SHORT TASK
Reproduce the news roundup below from "Christi Rochin" up to and including "at Tokyo University.", swapping "robot" for "computer program".

PASSAGE SHOWN
Originally published on metropolis.co.jp on November 2013

Christi Rochin

YEAH, GOOD LUCK WITH THAT

  • Six housewives around the country were arrested for posting obscene videos of themselves on a pay-per-view website. One of the gals said she did it to make money “to help cover the costs of living and raising kids.”
  • The education ministry has asked elementary schools to start offering English lessons in the third grade—two years earlier than usual—so that “students [can] enjoy communicating in the language.”
  • A research team led by a professor at the National Institute of Informatics is trying to develop a robot that can pass the entrance exam at Tokyo University.
  • The TMG’s goal of “bringing delicious, mineral water-style water to every household”—their words, not ours—came closer to reality with the opening of a purification plant in Misato, Saitama.

LOSERS

  • Officials at upscale department store chain Takashimaya admitted that they sold food made from ingredients other than those listed on the menu, including “steak” that was, in fact, processed meat injected with fat.
  • Researchers at the World Economic Forum ranked Japan 105th out of 136 countries in terms of gender equality. That’s the worst result among industrialized nations.
  • According to a newspaper survey, 65 percent of Japanese people “have not used a library at all in the past year.”
  • Headline of the Week: “Guppies, Tilapias Cause Headache in Hokkaido” (via The Japan News)

DATASET CONTENT
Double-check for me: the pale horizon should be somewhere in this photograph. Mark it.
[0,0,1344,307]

CORRECT OUTPUT
Christi Rochin

YEAH, GOOD LUCK WITH THAT

  • Six housewives around the country were arrested for posting obscene videos of themselves on a pay-per-view website. One of the gals said she did it to make money “to help cover the costs of living and raising kids.”
  • The education ministry has asked elementary schools to start offering English lessons in the third grade—two years earlier than usual—so that “students [can] enjoy communicating in the language.”
  • A research team led by a professor at the National Institute of Informatics is trying to develop a computer program that can pass the entrance exam at Tokyo University.